Using the listing below, please gather every line containing the word "dress".
>>>
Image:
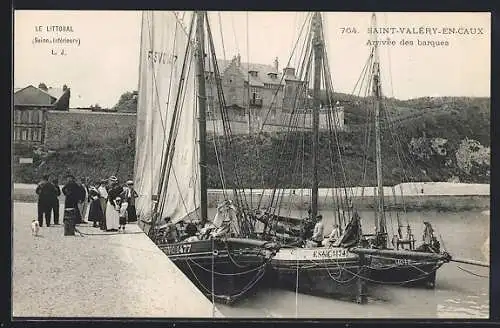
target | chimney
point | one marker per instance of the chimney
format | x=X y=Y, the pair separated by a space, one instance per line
x=289 y=71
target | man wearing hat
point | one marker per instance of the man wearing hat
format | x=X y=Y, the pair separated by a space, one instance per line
x=103 y=198
x=129 y=195
x=112 y=215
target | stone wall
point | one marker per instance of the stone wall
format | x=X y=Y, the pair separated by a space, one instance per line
x=80 y=127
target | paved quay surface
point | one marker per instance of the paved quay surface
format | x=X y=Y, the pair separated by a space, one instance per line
x=107 y=275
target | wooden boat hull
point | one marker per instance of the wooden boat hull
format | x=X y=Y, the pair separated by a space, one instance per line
x=331 y=272
x=403 y=271
x=234 y=267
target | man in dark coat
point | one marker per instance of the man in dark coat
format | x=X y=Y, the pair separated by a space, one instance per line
x=46 y=192
x=73 y=194
x=55 y=201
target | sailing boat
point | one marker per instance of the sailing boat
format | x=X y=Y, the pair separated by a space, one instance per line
x=170 y=167
x=333 y=271
x=405 y=264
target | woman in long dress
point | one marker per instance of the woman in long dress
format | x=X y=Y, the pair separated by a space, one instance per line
x=96 y=214
x=112 y=214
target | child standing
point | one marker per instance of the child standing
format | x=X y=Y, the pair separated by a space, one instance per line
x=122 y=209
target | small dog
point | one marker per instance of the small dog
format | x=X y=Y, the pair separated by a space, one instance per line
x=35 y=227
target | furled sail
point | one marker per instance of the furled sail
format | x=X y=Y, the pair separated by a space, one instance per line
x=167 y=129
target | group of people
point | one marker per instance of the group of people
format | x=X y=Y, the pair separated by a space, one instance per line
x=109 y=206
x=313 y=232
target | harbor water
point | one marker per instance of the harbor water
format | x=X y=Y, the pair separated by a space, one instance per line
x=462 y=291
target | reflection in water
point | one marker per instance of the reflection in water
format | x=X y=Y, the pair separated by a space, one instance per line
x=458 y=294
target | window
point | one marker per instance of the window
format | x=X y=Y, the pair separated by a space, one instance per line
x=24 y=117
x=24 y=134
x=36 y=134
x=17 y=134
x=35 y=117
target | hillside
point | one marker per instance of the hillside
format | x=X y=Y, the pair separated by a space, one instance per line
x=270 y=158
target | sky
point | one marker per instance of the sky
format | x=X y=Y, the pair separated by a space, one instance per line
x=105 y=64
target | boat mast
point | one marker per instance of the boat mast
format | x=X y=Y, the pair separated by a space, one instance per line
x=377 y=94
x=200 y=36
x=318 y=62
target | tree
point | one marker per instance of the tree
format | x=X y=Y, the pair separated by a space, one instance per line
x=43 y=86
x=127 y=102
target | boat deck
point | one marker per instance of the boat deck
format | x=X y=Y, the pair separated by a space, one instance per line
x=104 y=275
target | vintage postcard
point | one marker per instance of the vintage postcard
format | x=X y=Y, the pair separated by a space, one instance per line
x=251 y=164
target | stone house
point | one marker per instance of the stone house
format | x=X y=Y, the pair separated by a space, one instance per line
x=260 y=87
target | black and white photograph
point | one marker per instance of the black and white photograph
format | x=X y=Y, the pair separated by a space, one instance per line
x=251 y=164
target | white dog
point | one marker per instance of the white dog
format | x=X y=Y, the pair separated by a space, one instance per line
x=35 y=227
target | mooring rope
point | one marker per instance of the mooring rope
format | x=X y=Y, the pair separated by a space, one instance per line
x=472 y=273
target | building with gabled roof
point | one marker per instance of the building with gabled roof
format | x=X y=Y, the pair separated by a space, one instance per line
x=30 y=111
x=260 y=87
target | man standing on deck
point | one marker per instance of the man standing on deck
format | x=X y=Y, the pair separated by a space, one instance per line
x=46 y=192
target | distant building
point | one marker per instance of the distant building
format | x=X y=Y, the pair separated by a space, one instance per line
x=30 y=111
x=257 y=86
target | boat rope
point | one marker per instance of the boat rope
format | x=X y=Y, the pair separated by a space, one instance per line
x=245 y=289
x=297 y=286
x=389 y=59
x=237 y=264
x=213 y=277
x=234 y=34
x=275 y=96
x=221 y=35
x=472 y=273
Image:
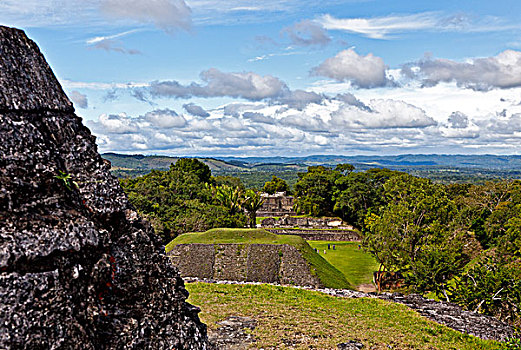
<<<
ANSWER BOX ->
target | woman in long dress
point | one marker per instance of the woman in long dress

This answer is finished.